+++ Selected passage
And so now it's a matter of, "All right, we're going to go to this L2, we're going to sacrifice all of that decentralization we get from the base layer Ethereum, and then we're just going to throw our hands in the air because it's cheaper fees." And then, whenever Arbitrum gets more transactions, it goes down and the sequencer goes down or the RPCs don't work, and then those fees skyrocket as well. So we're back to the same solution that was on the base chain Ethereum, but then we've also sacrificed our decentralization and you can see that with other heterogeneous scaling attempts too. And so the list goes on and on and on at what these blockchains are trying to attempt and everyone eventually is getting into... If they're taking the modular approach, so they're taking that multi-chain thesis, then they all end up in that same place, is "We're going to have these different blockchains that are all tied together, they reference one thing, and we'll do it with proof-of-stake and we're going to have weak subjectivity and we'll call it a day." As opposed to with us in that multi-chain thesis, we have a very objective system. I like thinking where if you threw a bunch of puzzle pieces on a table, you could always reconstruct it because it's proof-of-work and it would all link across properly. But with proof-of-stake, you can't do that because there's no objective references in proof-of-stake.

And then to contrast both of those camps with the monolithic thesis, you have platforms like Aptos, Sweet and Solana that are all just going to say, "We're going to pack as much compute into one blockchain and we'll call it a day there because we're sufficiently happy with that. And if we don't scale to 50,000 TPSs, we only get to 2000, that's okay." And so there's a lot of trade-offs to consider. Quai definitely falls into the multi-chain, multi-threaded approach, but we want to do it as homogeneously as possible, so all shards look the same and they're also all completely interoperable.
++++++
+++ Data lines
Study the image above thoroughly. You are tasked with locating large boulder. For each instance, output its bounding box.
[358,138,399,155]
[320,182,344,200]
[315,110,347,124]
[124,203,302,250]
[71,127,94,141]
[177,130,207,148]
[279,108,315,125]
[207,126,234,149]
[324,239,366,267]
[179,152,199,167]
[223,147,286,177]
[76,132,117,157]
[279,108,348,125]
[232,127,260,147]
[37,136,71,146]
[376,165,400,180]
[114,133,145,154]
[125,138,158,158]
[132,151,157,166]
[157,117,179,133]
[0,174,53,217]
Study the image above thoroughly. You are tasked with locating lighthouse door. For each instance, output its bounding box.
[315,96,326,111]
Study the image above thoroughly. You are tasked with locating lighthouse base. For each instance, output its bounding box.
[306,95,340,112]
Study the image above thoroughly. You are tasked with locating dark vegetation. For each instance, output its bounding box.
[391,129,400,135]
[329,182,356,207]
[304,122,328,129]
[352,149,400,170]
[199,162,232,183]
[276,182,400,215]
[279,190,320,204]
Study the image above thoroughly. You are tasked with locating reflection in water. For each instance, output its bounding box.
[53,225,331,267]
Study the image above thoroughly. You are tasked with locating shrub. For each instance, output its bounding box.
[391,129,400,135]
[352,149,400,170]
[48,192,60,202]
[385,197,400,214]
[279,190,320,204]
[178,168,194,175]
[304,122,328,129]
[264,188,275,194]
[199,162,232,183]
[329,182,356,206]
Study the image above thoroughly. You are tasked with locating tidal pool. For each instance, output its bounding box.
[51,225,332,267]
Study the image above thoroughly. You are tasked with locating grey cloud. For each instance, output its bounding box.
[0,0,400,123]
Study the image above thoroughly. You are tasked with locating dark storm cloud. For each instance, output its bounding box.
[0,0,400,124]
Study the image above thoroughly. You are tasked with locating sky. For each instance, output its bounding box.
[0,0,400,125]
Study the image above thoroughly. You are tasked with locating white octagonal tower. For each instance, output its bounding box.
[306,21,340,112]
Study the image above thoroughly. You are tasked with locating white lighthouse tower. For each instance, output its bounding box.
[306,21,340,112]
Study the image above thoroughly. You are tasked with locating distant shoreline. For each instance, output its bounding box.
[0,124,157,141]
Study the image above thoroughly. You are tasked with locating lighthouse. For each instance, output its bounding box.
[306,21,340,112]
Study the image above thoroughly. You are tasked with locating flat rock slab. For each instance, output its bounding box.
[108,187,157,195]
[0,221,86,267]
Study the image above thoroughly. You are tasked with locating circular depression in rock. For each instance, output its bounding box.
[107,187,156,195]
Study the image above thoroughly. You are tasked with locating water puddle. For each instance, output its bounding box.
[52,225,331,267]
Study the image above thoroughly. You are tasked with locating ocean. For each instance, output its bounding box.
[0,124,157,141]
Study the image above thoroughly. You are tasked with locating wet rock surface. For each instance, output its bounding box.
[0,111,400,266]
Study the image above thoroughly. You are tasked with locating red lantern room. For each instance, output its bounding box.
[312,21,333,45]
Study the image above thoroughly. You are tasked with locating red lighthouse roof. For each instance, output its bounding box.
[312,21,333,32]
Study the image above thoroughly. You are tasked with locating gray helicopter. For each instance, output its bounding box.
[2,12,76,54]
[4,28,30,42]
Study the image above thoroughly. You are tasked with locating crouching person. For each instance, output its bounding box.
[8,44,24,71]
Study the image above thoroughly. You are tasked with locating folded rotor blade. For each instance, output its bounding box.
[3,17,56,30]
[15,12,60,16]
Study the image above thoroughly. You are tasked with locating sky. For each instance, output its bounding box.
++++++
▸ **Exercises to complete**
A. Transcribe a portion of the blockchain scaling passage: begin at the words "And then to" and stop after the words "all completely interoperable.".
B. Answer the following questions using the blockchain scaling passage.
(i) What happens to fees when Arbitrum gets more transactions?
(ii) Which consensus mechanism does the speaker say has no objective references?
(iii) Which approach does the speaker say Quai falls into?
C. Extend the blockchain scaling passage, picking up directly from its final sentence.

▸ **Outputs by task**
A.
And then to contrast both of those camps with the monolithic thesis, you have platforms like Aptos, Sweet and Solana that are all just going to say, "We're going to pack as much compute into one blockchain and we'll call it a day there because we're sufficiently happy with that. And if we don't scale to 50,000 TPSs, we only get to 2000, that's okay." And so there's a lot of trade-offs to consider. Quai definitely falls into the multi-chain, multi-threaded approach, but we want to do it as homogeneously as possible, so all shards look the same and they're also all completely interoperable.

B.
(i) They skyrocket.
(ii) Proof-of-stake.
(iii) The multi-chain, multi-threaded approach.

C.
Eric Swartz: Amazing. And I think understanding that and appreciating that is so important because, at the end of the day, we need an ecosystem where all these pieces can fit together in a way that can be mapped back without votes of honestly, essentially a trusted third party. That's really what proof-of-stake is, at least delegated proof-of-stake. We haven't really achieved any of the goals of blockchain if we do it that way. So if we can't achieve speed and scale with a true mathematical and scientific approach like what Quai has done and will effectuate, I really don't think that we've actually changed finance at all. And really what we've done is just wrap it in a different technological format. So what I find most exciting is what you guys have done, and I want to speak to our Bitcoin maximalist friends right now when I ask you this question; how hard is it on Testnet to run a Quai node? What kind of technological parameters do folks need? Can they do so with a regular computer?

Alan Orwick: Yeah, a regular computer is definitely possible. So we do a lot of stress testing right now with our dev nets, and I'm running them just on my MacBook. I have an M1, so it's more of the latest ones. I think this is a two-year-old computer, but generally we try to target 16 gigabytes of RAM, 250 gigabytes of storage required for everything. And given this is a new network, so eventually the specs will change over time just as you need more storage, but right now it's pretty lightweight. Anticipation for Testnet will be a pretty lightweight computer. Ultimately from a decentralization standpoint, we see a future where Quai is running on mobile phones, it's running in satellites, it's running everywhere you can run it. My favorite analogy is Quai is really the only blockchain that can scale to be multi-planetary given the shards. We have three levels right now, but I always think it'd be cool if there's like a fourth interstellar highway of all blockchains connecting them.

And I think that's always a good goal, right? Because if we want to target the real crypto use cases, in our planetary blockchain system aside, we need to have a lightweight system that can be used in remote and rural places like Africa, Venezuela, Turkey, places that have feeble infrastructure and places that can't rely on the payments today. And there hasn't really been a crypto that can meet that use case. BC Bitcoin, Bitcoin right now, they'll just say Lightning is going to solve everything, but if we have everyone in the world try to queue up for a Lightning channel, it's going to take 400 years. And that isn't something that can be done very easily as well. So we don't have that UX from a Bitcoin perspective. And other things like Ethereum or Solana, they're just too expensive or they don't have the right approach to encompass that usage.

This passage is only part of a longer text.